[Stored data]
╭──
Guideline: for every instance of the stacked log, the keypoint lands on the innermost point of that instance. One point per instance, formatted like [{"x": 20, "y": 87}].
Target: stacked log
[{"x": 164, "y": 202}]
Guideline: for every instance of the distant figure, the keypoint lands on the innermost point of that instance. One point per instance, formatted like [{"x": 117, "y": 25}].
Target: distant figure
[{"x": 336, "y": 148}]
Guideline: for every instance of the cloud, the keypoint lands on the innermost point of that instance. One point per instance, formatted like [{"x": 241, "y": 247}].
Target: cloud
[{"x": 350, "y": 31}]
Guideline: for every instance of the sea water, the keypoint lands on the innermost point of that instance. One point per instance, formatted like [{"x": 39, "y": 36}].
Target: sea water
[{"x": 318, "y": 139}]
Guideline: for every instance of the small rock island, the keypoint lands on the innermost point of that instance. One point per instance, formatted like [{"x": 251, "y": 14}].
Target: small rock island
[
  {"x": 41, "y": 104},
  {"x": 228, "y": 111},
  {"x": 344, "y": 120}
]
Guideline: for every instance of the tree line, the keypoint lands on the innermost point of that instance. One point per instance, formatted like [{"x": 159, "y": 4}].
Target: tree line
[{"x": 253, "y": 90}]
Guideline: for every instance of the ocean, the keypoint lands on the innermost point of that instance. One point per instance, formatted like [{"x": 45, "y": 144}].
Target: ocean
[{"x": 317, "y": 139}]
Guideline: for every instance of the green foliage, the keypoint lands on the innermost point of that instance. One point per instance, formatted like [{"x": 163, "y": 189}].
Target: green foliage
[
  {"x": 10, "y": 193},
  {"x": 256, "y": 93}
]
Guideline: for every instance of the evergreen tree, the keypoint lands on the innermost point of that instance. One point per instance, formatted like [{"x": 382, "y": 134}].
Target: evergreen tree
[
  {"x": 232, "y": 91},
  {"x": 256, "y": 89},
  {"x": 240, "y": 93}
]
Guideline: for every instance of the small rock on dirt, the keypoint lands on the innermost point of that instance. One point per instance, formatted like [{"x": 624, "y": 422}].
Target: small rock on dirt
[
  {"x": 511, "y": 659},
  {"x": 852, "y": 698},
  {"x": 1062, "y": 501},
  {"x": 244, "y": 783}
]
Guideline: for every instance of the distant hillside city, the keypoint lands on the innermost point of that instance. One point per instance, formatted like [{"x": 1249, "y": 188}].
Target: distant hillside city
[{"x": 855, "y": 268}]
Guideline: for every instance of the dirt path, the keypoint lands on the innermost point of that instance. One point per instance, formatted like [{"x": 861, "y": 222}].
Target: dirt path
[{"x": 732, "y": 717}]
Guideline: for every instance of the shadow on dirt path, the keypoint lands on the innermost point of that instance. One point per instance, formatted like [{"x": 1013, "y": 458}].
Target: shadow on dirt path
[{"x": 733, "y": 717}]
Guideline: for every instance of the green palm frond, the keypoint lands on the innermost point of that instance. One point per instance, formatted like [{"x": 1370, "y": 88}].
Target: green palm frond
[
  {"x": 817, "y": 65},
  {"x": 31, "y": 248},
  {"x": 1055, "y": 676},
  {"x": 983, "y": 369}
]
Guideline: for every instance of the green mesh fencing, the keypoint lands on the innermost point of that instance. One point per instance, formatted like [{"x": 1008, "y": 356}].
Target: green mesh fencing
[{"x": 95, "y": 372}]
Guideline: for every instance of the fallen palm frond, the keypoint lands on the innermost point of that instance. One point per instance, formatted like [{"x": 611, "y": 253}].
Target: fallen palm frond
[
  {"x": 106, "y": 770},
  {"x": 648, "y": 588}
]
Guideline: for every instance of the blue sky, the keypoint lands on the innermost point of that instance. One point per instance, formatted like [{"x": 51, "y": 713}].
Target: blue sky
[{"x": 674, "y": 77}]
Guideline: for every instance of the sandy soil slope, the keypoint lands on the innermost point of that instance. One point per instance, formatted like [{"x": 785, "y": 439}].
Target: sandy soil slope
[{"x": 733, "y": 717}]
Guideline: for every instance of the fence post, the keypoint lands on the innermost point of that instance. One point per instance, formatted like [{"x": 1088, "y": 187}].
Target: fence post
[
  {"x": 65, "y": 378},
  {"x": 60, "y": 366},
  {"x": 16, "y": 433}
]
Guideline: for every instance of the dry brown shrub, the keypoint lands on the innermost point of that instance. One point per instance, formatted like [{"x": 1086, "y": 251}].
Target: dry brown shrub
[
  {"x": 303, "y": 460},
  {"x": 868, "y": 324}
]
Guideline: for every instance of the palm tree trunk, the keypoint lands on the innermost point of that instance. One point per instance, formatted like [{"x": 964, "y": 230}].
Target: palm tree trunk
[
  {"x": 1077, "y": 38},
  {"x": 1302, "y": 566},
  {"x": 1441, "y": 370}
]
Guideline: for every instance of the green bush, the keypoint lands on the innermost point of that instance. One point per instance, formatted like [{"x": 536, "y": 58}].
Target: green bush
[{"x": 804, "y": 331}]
╰──
### [Exercise description]
Word for word, retype all of the entries above.

### [Solution to this exercise]
Guideline: for every instance of the stacked log, the keypoint lands on the innermost point of that instance. One point per instance, formatted like [{"x": 20, "y": 87}].
Target: stacked log
[{"x": 164, "y": 202}]
Guideline: for every instance of the distant figure, the keypoint lands on the innermost point of that instance. One point per instance, formatted like [{"x": 117, "y": 25}].
Target: distant figure
[{"x": 336, "y": 148}]
Guideline: for every instance of the cloud, the keypoint lands on the innermost point of that instance. One point per instance, formatted like [{"x": 241, "y": 247}].
Target: cloud
[{"x": 350, "y": 31}]
Guideline: for every instance of the sea water, the keypoint lands on the innermost point of that instance. One point per instance, formatted like [{"x": 39, "y": 36}].
Target: sea water
[{"x": 318, "y": 139}]
Guideline: for every instance of the small rock island, the keypoint lands on the innermost point of that instance. One point per instance, formatted like [{"x": 251, "y": 14}].
Target: small rock island
[
  {"x": 41, "y": 104},
  {"x": 228, "y": 111},
  {"x": 344, "y": 120}
]
Guideline: for every instance of the tree line, the keypoint lands on the innermost point of that instance. One point per instance, formatted like [{"x": 159, "y": 4}].
Target: tree line
[{"x": 253, "y": 90}]
Guideline: for every instance of the ocean, the keypoint lands on the innermost point of that instance. One point per instance, formatted like [{"x": 45, "y": 144}].
Target: ocean
[{"x": 317, "y": 139}]
Guideline: for every instance of the green foliage, the keypoint lands on the innermost point of that instance. One point per instance, formatted like [{"x": 163, "y": 189}].
Target: green foliage
[
  {"x": 10, "y": 193},
  {"x": 256, "y": 93}
]
Guideline: for every instance of the evergreen tree, the keypoint lands on the innermost point of that instance. One point per instance, formatted like [{"x": 382, "y": 134}].
Target: evergreen tree
[
  {"x": 232, "y": 91},
  {"x": 256, "y": 89},
  {"x": 240, "y": 93}
]
Guideline: for every instance of the small rock on dirt, the keypoint lands on the innermost point of that instance. One point per instance, formatted like [{"x": 624, "y": 422}].
Target: small rock on dirt
[
  {"x": 511, "y": 659},
  {"x": 852, "y": 698},
  {"x": 1062, "y": 501},
  {"x": 244, "y": 783}
]
Guideline: for every instance of the distant hillside city, the keypoint lands on the innermost point of that instance. One point per instance, formatted like [{"x": 1249, "y": 188}].
Target: distant hillside city
[{"x": 855, "y": 268}]
Guideline: for every instance of the dirt path, the keypoint lands on the innermost point of that instance. One point per instance, formatted like [{"x": 861, "y": 222}].
Target: dirt path
[{"x": 732, "y": 717}]
Guideline: for every instance of the shadow on dirt path, the keypoint lands on the innermost point of that instance. One point per instance, formatted like [{"x": 1013, "y": 458}].
Target: shadow on dirt path
[{"x": 733, "y": 717}]
Guideline: for every instance of the green palm frond, the keypoint lands on the innermost point of that instance. One point per instance, formatted like [{"x": 1370, "y": 88}].
Target: green palm frond
[
  {"x": 817, "y": 65},
  {"x": 31, "y": 248},
  {"x": 1055, "y": 676},
  {"x": 983, "y": 369}
]
Guideline: for every instance of the green mesh fencing, the keypoint lands on the innermost point of that instance. One point per instance, formatted like [{"x": 1008, "y": 356}].
Target: green mesh fencing
[{"x": 95, "y": 372}]
Guideline: for every instance of the fallen palm frond, the keypoint lands on the innermost point of that instance. One point per instance, formatted like [{"x": 611, "y": 253}].
Target: fallen palm frond
[
  {"x": 106, "y": 770},
  {"x": 648, "y": 588}
]
Guideline: for every instance of the blue sky, the keypoint lands on the innermost point of that instance. One point per instance, formatted like [{"x": 51, "y": 713}].
Target: blue sky
[{"x": 674, "y": 77}]
Guideline: for every instance of the sandy soil slope, the keypoint lands on the innermost point of that instance. One point per instance, formatted like [{"x": 785, "y": 439}].
Target: sandy soil slope
[{"x": 733, "y": 717}]
Guideline: for every instance of the fence post, the keypoint lands on the innermost point of that instance. One point per instance, formatted like [{"x": 1088, "y": 187}].
Target: fence post
[
  {"x": 65, "y": 378},
  {"x": 60, "y": 366},
  {"x": 16, "y": 433}
]
Guideline: for every instance of the dry brown shrub, the keypoint lands on the innermost point of that instance. One point per instance, formatted like [{"x": 1086, "y": 251}].
Target: dry brown shrub
[
  {"x": 303, "y": 460},
  {"x": 868, "y": 324}
]
Guideline: for every instance of the palm tree trunk, the keypoint lands on the innermost point of that instance. One point per instance, formatted like [{"x": 964, "y": 230}].
Target: palm tree trunk
[
  {"x": 1077, "y": 38},
  {"x": 1302, "y": 566},
  {"x": 1441, "y": 370}
]
Guideline: for every instance of the green bush, the keypoint lands on the innermost point of that instance. One point per instance, formatted like [{"x": 536, "y": 58}].
Target: green bush
[{"x": 804, "y": 331}]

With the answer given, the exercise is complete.